**Work task:** Your output should consist solely of the lines from the one with "shorts in the photo above." through the end of the records, reproduced exactly, both ends included.

**Provided material:**
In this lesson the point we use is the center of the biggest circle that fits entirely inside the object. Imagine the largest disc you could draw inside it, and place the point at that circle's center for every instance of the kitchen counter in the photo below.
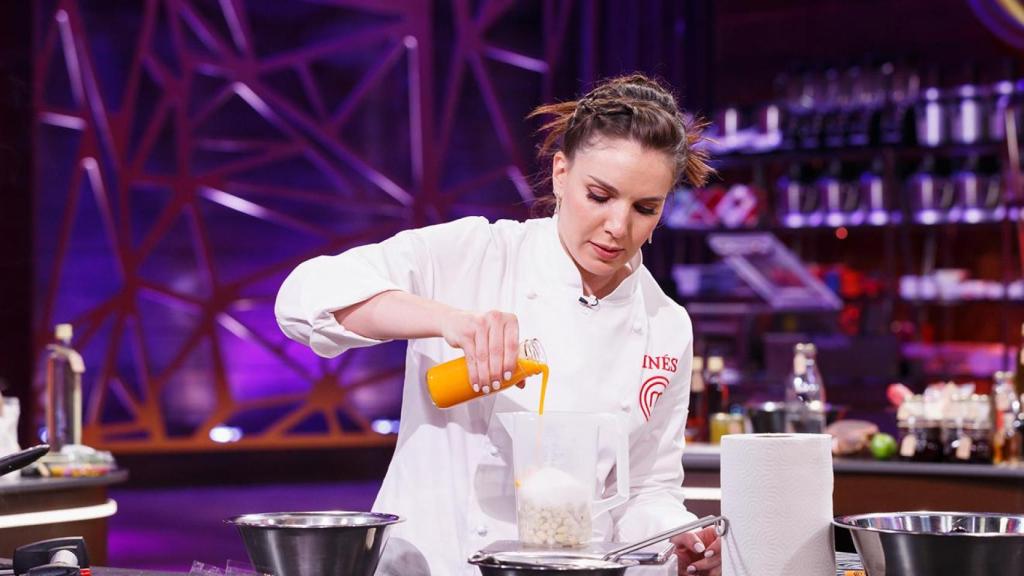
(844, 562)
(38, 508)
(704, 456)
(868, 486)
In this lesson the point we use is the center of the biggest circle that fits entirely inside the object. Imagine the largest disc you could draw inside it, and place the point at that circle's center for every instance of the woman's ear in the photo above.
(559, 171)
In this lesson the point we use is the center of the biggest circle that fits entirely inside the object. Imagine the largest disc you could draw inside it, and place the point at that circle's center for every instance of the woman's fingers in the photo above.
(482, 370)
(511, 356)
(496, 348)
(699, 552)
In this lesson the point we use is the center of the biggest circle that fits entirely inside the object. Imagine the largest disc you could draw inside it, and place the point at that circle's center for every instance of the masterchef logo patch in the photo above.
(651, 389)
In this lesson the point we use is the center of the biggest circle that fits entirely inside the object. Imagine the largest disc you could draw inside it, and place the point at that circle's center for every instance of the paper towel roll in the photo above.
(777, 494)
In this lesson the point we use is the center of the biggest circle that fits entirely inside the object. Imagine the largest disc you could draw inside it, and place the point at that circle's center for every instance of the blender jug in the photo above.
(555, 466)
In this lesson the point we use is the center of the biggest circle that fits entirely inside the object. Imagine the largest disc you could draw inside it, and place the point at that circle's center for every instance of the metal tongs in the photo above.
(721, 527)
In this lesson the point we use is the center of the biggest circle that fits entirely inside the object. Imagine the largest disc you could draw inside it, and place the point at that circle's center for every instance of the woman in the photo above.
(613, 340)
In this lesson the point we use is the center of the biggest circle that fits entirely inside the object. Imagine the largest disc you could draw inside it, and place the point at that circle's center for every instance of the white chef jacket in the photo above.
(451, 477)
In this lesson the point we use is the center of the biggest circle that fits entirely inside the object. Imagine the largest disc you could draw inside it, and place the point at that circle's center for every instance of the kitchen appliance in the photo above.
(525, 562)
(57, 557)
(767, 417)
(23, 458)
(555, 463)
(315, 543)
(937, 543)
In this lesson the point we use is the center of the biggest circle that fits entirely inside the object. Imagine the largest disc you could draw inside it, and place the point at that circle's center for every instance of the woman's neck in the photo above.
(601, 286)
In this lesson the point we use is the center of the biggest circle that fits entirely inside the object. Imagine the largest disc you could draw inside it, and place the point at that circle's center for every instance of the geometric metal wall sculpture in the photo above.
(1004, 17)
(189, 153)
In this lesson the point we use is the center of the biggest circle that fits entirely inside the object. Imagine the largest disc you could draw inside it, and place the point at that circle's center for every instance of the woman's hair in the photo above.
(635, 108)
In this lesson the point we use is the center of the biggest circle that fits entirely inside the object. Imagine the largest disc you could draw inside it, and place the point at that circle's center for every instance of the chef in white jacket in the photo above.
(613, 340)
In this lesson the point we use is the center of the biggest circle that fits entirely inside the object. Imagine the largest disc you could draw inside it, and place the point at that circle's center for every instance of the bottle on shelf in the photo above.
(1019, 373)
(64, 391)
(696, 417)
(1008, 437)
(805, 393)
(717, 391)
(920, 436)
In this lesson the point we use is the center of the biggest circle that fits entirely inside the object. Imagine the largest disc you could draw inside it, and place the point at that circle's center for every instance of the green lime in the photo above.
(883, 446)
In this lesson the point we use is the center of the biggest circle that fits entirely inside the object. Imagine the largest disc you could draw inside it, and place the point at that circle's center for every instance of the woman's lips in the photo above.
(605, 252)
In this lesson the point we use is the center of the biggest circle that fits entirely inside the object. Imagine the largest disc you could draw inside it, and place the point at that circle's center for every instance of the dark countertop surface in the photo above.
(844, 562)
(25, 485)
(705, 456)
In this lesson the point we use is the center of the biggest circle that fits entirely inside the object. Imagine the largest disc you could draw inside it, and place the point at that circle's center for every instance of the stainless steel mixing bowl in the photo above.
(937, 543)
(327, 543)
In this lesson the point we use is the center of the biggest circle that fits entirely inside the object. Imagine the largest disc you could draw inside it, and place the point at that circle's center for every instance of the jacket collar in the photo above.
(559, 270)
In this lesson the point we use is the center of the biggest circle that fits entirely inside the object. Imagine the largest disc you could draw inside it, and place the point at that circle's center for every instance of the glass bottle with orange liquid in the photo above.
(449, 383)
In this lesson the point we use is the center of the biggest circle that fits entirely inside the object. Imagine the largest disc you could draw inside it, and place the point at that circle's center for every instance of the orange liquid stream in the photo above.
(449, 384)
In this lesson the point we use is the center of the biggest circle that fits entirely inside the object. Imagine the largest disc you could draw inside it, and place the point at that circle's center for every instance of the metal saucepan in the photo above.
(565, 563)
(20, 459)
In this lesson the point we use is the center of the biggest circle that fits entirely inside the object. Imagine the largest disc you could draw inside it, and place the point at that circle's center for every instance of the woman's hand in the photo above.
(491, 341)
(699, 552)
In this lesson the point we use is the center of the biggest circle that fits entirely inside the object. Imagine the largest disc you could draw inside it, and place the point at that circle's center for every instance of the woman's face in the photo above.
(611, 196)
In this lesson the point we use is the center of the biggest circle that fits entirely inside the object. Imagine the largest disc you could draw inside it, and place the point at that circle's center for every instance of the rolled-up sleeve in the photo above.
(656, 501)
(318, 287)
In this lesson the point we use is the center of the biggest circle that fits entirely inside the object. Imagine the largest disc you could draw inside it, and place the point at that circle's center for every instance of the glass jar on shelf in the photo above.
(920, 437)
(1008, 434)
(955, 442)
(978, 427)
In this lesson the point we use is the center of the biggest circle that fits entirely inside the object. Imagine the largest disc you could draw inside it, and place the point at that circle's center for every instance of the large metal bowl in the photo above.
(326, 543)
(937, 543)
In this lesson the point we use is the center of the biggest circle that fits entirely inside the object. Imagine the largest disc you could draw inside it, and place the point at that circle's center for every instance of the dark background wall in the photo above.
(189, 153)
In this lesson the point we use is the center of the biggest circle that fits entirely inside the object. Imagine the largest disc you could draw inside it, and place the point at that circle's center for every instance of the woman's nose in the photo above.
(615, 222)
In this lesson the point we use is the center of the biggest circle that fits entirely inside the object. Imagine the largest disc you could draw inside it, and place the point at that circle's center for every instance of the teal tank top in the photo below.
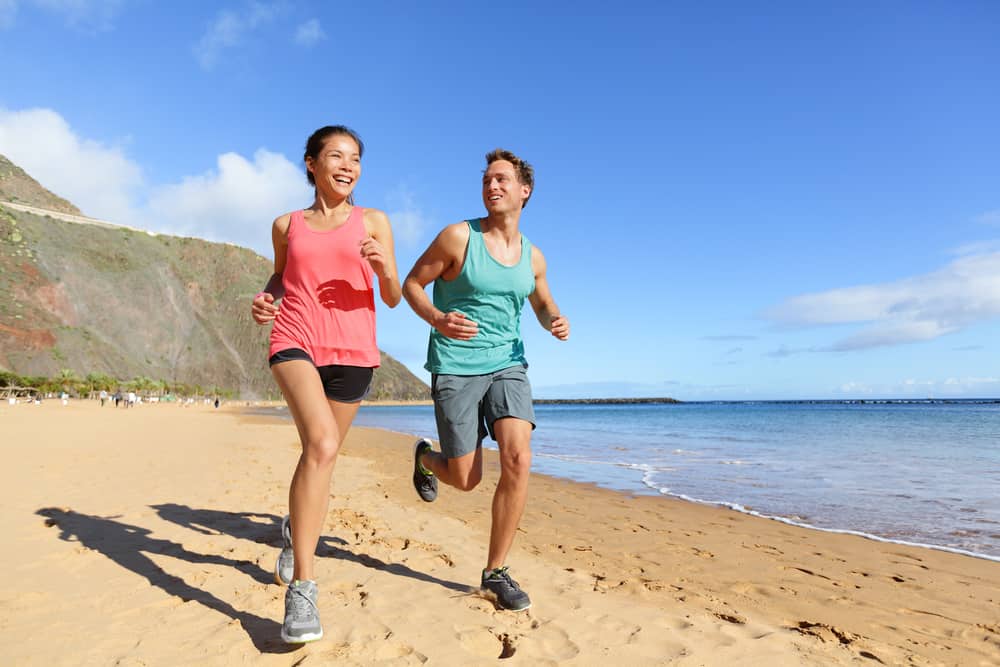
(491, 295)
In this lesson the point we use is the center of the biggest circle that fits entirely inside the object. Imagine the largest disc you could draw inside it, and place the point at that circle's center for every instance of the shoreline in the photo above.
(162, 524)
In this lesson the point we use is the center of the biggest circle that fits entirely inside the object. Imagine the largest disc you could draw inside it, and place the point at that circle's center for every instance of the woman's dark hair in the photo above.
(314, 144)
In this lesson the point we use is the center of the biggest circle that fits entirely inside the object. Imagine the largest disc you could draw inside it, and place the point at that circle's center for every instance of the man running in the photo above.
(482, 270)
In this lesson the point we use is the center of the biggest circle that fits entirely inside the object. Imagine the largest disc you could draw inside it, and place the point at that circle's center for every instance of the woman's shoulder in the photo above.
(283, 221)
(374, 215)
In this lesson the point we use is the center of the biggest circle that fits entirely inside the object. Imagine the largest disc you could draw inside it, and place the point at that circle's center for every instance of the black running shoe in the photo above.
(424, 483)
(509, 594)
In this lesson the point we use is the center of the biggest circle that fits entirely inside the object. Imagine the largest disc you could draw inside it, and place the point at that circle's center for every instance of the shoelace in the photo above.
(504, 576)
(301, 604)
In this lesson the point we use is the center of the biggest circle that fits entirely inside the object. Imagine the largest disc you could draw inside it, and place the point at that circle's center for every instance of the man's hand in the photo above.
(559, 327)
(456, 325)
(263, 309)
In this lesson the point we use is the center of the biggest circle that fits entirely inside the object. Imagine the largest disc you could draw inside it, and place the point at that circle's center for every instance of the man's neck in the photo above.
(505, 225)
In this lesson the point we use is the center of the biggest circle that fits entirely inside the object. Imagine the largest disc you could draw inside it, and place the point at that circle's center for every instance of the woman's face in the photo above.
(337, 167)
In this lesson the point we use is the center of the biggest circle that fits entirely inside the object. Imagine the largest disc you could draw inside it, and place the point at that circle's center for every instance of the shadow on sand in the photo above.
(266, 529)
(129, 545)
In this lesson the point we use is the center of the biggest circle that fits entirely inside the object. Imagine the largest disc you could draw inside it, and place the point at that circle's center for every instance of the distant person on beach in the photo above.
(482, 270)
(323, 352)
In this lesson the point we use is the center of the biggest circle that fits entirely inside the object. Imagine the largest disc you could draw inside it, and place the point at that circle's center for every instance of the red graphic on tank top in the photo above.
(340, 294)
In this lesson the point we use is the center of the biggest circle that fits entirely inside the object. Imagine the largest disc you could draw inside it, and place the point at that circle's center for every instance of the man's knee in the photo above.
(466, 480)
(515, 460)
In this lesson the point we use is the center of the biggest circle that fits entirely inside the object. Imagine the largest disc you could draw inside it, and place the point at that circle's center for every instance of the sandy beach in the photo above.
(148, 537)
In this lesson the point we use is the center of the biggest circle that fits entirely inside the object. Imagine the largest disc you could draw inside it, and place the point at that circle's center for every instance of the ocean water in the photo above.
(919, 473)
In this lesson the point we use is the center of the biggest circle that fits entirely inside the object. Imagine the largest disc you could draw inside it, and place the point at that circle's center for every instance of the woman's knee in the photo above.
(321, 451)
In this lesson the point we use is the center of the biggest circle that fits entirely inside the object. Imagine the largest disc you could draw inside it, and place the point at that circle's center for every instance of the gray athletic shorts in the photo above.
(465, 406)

**Solution below:**
In this lesson the point we use is the center of the biggest circle that fits entirely inside the object. Imagine the largest disc you could draw inside it, and place the point at that circle's center for every instance of the gray athletic shorts in the photo above.
(465, 406)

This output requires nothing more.